INPUT ROWS –
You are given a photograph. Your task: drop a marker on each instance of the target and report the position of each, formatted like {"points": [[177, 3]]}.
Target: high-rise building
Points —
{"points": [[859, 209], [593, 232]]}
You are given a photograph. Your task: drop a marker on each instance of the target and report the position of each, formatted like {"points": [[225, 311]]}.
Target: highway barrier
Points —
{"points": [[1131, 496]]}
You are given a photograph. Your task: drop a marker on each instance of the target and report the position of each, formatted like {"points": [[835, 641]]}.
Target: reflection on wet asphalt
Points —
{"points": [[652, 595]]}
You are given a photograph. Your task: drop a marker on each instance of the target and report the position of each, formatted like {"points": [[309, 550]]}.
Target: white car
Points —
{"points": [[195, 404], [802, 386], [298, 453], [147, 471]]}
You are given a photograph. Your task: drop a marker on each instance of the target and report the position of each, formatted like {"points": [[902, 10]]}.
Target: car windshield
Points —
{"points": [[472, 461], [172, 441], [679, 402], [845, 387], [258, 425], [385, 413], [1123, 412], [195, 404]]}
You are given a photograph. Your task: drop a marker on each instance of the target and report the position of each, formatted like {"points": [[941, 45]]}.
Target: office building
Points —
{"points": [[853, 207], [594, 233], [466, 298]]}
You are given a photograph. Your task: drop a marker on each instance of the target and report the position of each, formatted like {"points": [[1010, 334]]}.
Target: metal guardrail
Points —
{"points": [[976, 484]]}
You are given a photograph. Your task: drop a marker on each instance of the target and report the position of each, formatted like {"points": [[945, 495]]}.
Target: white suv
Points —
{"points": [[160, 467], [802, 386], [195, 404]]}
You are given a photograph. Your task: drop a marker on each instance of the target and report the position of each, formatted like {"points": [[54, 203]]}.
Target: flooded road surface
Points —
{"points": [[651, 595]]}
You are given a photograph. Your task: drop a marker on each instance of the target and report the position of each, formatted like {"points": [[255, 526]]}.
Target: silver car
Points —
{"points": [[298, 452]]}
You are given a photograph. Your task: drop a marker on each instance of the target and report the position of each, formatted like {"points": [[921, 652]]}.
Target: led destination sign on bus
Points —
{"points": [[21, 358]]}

EXERCISE – Locate every line in the records that contains the word "building", and copy each such line in full. Treat the match as case-sensitive.

IN RESPONSE –
Target: high-rise building
Target: office building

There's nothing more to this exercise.